Passage to read -

************

The lives of Clemente Rodríguez Moreno and his family changed forever in 2014 when their son became one of 43 students at the Ayotzinapa Rural Teachers’ College who suddenly disappeared. Clemente had been making a living selling water on the streets of Iguala, a small city in the southern Mexican state of Guerrero. Over the eight years since, he’s been seeking to get to the bottom of his son’s disappearance.
Your son Christian Alfonso Rodríguez Telumbre had a life, not just a death. How would you describe him?
Clemente Rodríguez: Christian loved danza folklórica — folk dancing — from the time he was small. Unlike me, with my clumsy feet, he could perform the zapateado, a sort of tap dancing with a lot of foot stamping. Because of his interest in animals and plants, he studied agronomy. Ayotzinapa had classes that experimented with different models of farming, and that excited Christian. But he thought that if he couldn’t get a job in agronomy, maybe he could start a dance school!
The students at Ayotzinapa Rural Teachers’ College come from poorer local families. The college has a history of political activism. Was your son involved in politics?

************

Extracted information -
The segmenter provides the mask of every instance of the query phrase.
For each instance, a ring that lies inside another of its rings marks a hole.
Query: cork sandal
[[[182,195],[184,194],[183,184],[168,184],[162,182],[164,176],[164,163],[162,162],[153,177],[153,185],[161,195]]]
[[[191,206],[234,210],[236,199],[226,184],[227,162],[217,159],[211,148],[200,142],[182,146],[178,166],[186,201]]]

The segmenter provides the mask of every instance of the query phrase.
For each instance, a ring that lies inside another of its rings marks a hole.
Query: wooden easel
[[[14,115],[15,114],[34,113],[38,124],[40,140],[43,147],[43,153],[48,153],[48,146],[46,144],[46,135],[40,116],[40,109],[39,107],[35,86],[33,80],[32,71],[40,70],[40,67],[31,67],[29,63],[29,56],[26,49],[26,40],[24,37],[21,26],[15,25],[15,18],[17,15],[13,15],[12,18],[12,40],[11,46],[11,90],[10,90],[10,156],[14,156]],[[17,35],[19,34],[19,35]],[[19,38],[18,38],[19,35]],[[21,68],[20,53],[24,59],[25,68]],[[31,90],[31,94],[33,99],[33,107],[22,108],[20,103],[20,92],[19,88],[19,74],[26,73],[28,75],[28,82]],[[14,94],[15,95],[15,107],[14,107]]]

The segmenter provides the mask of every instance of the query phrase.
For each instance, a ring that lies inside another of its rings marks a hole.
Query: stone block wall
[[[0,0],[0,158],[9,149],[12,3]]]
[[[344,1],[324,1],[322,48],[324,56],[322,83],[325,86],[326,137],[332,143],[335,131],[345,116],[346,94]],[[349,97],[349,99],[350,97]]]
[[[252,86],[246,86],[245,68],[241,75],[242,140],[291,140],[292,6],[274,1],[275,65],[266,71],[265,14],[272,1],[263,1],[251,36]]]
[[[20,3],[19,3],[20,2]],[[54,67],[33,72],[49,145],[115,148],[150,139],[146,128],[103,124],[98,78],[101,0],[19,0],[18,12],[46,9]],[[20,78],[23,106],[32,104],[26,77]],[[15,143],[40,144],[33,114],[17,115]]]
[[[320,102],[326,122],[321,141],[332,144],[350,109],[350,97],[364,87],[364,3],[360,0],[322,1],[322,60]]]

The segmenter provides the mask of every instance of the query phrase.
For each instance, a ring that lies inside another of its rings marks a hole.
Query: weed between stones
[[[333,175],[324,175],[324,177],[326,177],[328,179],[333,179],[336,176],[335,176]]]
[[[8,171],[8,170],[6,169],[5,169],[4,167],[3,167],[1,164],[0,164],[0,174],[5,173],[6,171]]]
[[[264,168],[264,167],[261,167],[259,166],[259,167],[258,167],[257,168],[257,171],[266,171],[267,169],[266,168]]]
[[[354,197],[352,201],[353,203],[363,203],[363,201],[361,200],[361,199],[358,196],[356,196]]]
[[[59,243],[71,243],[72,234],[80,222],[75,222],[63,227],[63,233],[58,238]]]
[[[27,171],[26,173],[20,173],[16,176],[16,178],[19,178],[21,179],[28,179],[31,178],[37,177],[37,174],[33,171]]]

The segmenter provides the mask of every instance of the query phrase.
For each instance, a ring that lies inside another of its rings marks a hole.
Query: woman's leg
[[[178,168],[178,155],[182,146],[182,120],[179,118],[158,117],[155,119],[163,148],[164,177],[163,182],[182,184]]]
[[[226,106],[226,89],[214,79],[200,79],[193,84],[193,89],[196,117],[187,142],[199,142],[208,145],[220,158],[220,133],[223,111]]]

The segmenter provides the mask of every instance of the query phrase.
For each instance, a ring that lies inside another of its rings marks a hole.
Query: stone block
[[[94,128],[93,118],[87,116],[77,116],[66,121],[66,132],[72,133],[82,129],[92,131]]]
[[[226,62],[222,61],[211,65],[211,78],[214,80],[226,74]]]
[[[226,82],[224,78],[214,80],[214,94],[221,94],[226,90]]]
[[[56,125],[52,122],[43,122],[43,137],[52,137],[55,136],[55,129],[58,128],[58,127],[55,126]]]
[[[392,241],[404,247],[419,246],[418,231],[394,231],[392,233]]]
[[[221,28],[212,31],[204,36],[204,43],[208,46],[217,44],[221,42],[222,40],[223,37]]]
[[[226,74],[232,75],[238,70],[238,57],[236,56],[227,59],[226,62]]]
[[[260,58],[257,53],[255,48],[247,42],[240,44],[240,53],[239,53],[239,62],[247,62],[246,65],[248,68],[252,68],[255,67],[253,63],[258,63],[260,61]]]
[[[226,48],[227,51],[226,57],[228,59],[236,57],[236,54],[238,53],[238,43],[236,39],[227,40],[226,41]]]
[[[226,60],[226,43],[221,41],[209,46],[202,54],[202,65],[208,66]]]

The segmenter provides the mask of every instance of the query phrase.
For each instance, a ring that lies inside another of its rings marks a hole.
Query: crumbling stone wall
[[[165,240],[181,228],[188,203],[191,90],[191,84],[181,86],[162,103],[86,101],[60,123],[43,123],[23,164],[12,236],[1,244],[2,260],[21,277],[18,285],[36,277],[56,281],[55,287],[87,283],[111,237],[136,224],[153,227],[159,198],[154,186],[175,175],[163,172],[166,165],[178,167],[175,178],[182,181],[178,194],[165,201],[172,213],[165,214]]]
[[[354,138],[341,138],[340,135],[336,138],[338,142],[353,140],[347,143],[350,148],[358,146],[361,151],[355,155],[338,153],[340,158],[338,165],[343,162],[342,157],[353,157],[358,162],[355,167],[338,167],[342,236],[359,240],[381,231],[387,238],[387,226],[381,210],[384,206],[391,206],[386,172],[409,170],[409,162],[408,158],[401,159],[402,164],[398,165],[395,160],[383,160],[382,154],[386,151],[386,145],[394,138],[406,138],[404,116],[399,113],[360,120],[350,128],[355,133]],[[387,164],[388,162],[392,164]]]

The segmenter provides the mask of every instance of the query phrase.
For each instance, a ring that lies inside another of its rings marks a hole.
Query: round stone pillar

************

What is needed - Could you reproduce, word for word, the portion of the Ayotzinapa interview that opens with "The lives of" and closes with "his son’s disappearance."?

Final answer -
The lives of Clemente Rodríguez Moreno and his family changed forever in 2014 when their son became one of 43 students at the Ayotzinapa Rural Teachers’ College who suddenly disappeared. Clemente had been making a living selling water on the streets of Iguala, a small city in the southern Mexican state of Guerrero. Over the eight years since, he’s been seeking to get to the bottom of his son’s disappearance.